▶ Письменное задание 1
Процитируйте из отрывка о содружестве «Горожане» часть между словами «Я был единодушно» и «два года расплачиваюсь.», включая их.

▶ Отрывок
————————
Я был единодушно принят в содружество «Горожане». Но тут сказалась характерная черта моей биографии — умение поспевать лишь к шапочному разбору. Стоит мне приобрести что-нибудь в кредит, и эту штуку тотчас же уценивают. А я потом два года расплачиваюсь.
С лагерной темой опоздал года на два. В общем, пригласив меня, содружество немедленно распалось. Отделился Ефимов. Он покончил с литературными упражнениями и написал традиционный роман «Зрелища». Без него группа теряла солидность. Ведь он был единственным членом Союза писателей… Короче, многие даже не знают, что я был пятым «горожанином».
————————
▶ Записи к заданию

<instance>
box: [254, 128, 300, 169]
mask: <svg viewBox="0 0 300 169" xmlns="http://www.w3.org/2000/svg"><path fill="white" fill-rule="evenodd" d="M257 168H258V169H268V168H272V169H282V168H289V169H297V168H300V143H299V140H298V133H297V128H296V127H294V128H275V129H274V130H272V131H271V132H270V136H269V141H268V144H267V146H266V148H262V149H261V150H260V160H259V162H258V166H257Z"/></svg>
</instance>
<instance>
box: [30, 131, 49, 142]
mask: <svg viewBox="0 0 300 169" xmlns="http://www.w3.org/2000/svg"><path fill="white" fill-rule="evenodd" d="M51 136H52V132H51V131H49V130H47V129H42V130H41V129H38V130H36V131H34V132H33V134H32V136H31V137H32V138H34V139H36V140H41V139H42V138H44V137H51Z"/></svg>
————————
▶ Письменное задание 2
Выведите все записи, приведенные выше, в точности как они есть, строка за строкой.

▶ Результат 1
Я был единодушно принят в содружество «Горожане». Но тут сказалась характерная черта моей биографии — умение поспевать лишь к шапочному разбору. Стоит мне приобрести что-нибудь в кредит, и эту штуку тотчас же уценивают. А я потом два года расплачиваюсь.

▶ Результат 2
<instance>
box: [254, 128, 300, 169]
mask: <svg viewBox="0 0 300 169" xmlns="http://www.w3.org/2000/svg"><path fill="white" fill-rule="evenodd" d="M257 168H258V169H268V168H272V169H282V168H289V169H297V168H300V143H299V140H298V133H297V128H296V127H294V128H275V129H274V130H272V131H271V132H270V136H269V141H268V144H267V146H266V148H262V149H261V150H260V160H259V162H258V166H257Z"/></svg>
</instance>
<instance>
box: [30, 131, 49, 142]
mask: <svg viewBox="0 0 300 169" xmlns="http://www.w3.org/2000/svg"><path fill="white" fill-rule="evenodd" d="M51 136H52V132H51V131H49V130H47V129H42V130H41V129H38V130H36V131H34V132H33V134H32V136H31V137H32V138H34V139H36V140H41V139H42V138H44V137H51Z"/></svg>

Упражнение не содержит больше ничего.